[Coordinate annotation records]
____________________

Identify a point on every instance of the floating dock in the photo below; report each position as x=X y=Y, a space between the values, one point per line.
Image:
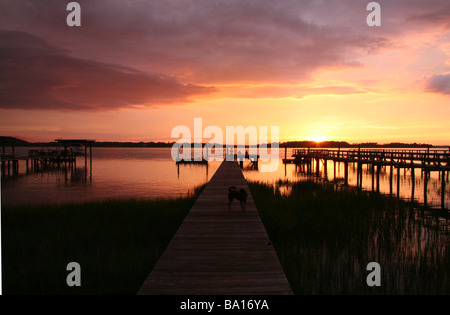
x=219 y=251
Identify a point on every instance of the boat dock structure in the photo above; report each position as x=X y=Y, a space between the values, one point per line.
x=310 y=161
x=217 y=250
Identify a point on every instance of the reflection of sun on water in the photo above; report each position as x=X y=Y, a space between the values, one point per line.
x=317 y=138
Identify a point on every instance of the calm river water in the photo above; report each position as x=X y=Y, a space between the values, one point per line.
x=151 y=173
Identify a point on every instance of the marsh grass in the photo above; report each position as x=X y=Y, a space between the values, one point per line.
x=325 y=236
x=116 y=243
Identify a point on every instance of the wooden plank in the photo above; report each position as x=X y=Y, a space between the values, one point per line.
x=217 y=251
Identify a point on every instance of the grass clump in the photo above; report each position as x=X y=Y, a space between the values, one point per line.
x=116 y=243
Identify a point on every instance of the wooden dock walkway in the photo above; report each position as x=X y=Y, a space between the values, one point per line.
x=218 y=251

____________________

*AIM OF THE TASK:*
Copy these records line for line, leaving out the pictures.

*RESULT OF THE TASK:*
Identify a point on every instance of the floating dock in the photo below; report each position as x=X y=Y, a space between the values, one point per line.
Image:
x=219 y=251
Identify a point on every instance of the boat dock structure in the photo above; report each position as x=X y=Y, a space between the values, one point per line.
x=310 y=161
x=217 y=250
Identify a point on every instance of the reflection of sun on water in the photo above; report each position as x=X y=Y, a space between the values, one point per line.
x=317 y=138
Identify a point on every instance of the calm river water in the photo above; report each position as x=X y=Y, a space between the values, one point per line.
x=151 y=173
Identify a point on every instance of the marsh grass in the photo above; report each position as x=X y=Y, a space between the values, one point per line.
x=325 y=236
x=116 y=243
Identify a point on every instance of the wooden plank in the photo above; report each position as x=X y=Y, a space between the values, one point per line.
x=217 y=251
Identify a point on every instance of the grass clump in the photo above; report each position as x=X y=Y, a space between the values, one point per line.
x=116 y=243
Identify a point on every instance of the wooden dock walkway in the photo above; report each position as x=X y=Y, a space between the values, one point per line.
x=218 y=251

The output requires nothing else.